>> Begin Records provided

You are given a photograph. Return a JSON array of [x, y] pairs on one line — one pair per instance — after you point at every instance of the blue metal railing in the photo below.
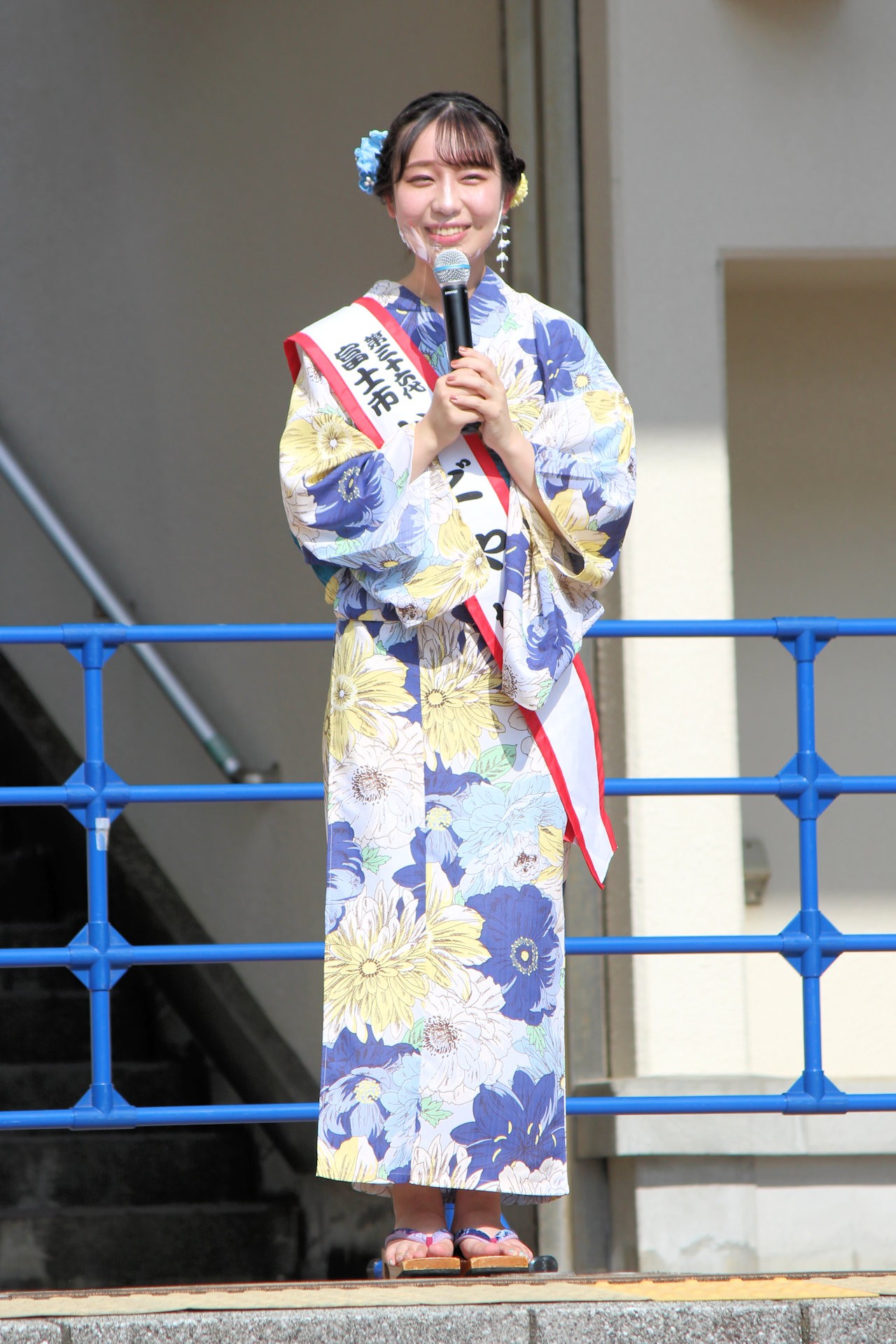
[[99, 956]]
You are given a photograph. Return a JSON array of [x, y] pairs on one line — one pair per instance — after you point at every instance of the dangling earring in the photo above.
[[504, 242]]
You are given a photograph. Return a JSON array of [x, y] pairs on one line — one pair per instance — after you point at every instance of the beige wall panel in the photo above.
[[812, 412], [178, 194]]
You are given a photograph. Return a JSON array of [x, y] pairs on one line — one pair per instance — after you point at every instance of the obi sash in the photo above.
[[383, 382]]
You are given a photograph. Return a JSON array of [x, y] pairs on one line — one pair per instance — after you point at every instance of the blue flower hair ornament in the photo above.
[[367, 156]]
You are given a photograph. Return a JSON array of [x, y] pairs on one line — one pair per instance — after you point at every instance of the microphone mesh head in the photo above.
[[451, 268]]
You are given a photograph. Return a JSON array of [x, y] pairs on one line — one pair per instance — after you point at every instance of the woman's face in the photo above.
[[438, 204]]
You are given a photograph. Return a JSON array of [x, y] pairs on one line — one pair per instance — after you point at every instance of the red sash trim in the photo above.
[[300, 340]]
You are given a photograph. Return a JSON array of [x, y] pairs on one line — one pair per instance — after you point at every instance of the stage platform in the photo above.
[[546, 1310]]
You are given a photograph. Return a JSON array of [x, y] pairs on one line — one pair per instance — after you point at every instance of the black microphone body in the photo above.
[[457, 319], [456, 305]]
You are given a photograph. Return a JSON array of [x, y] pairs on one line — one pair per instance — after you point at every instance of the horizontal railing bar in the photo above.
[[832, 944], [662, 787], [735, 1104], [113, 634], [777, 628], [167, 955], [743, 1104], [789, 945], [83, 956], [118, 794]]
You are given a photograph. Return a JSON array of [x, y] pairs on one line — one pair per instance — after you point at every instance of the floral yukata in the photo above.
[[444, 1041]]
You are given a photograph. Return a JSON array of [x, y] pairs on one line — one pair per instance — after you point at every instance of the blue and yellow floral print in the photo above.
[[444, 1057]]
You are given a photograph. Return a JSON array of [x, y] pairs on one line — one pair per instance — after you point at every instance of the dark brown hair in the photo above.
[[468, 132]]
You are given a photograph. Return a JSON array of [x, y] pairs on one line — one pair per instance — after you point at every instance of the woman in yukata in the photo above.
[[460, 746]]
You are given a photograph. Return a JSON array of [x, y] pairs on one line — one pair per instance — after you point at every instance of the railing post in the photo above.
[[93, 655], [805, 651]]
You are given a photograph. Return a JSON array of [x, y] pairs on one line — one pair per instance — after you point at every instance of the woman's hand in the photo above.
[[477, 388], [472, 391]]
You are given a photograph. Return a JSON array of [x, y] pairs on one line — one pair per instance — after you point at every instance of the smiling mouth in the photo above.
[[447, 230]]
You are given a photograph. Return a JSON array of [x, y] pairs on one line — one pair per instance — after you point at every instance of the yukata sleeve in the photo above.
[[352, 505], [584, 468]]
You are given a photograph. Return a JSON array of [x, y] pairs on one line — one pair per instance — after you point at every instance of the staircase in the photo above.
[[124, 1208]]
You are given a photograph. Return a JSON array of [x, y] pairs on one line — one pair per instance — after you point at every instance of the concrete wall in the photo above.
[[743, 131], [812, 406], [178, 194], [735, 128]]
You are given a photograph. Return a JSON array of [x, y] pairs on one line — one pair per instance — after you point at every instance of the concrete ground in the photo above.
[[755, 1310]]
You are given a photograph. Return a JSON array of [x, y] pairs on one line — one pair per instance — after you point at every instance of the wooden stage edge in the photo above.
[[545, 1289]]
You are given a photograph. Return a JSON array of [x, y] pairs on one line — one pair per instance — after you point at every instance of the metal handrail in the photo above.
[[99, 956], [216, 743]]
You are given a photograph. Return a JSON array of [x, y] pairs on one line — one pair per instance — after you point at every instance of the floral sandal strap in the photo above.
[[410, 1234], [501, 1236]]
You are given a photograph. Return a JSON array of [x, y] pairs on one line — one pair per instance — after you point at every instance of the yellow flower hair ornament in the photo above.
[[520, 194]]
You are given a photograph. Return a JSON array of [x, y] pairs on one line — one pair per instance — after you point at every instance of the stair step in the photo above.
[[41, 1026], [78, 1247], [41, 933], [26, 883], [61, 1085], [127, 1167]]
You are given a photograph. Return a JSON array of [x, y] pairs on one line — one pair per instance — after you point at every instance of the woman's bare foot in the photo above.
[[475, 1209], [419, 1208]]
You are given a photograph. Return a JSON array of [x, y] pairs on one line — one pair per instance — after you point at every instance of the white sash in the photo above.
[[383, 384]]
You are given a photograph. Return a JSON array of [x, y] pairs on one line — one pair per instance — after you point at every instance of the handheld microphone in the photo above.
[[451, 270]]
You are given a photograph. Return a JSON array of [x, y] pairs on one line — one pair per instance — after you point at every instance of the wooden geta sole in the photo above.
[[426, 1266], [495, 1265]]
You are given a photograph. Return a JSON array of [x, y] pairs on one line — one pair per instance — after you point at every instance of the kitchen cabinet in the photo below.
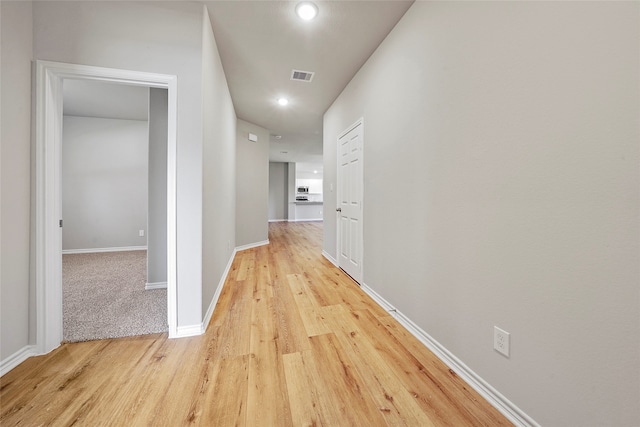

>> End Records provided

**What you should do**
Format the entries from the line with "platform in the photo above." to the line with "[[457, 319], [456, 305]]", both included, as a Markdown table with the columns Nr and Line, one row per line, skipping blank lines.

**Solution for this exercise**
| Nr | Line |
|---|---|
| 1 | You are given a photograph. Return a JSON array of [x, y] pairs on one line — one pair per instance — after you point at every instance of the stage platform in the photo above. |
| 2 | [[546, 1310]] |
| 3 | You are given a photograph. Return a JSON array of [x, y] pairs on one line — one pair per instance — after you point at every instance of the black microphone body in the photo above. |
| 4 | [[457, 319], [456, 305]] |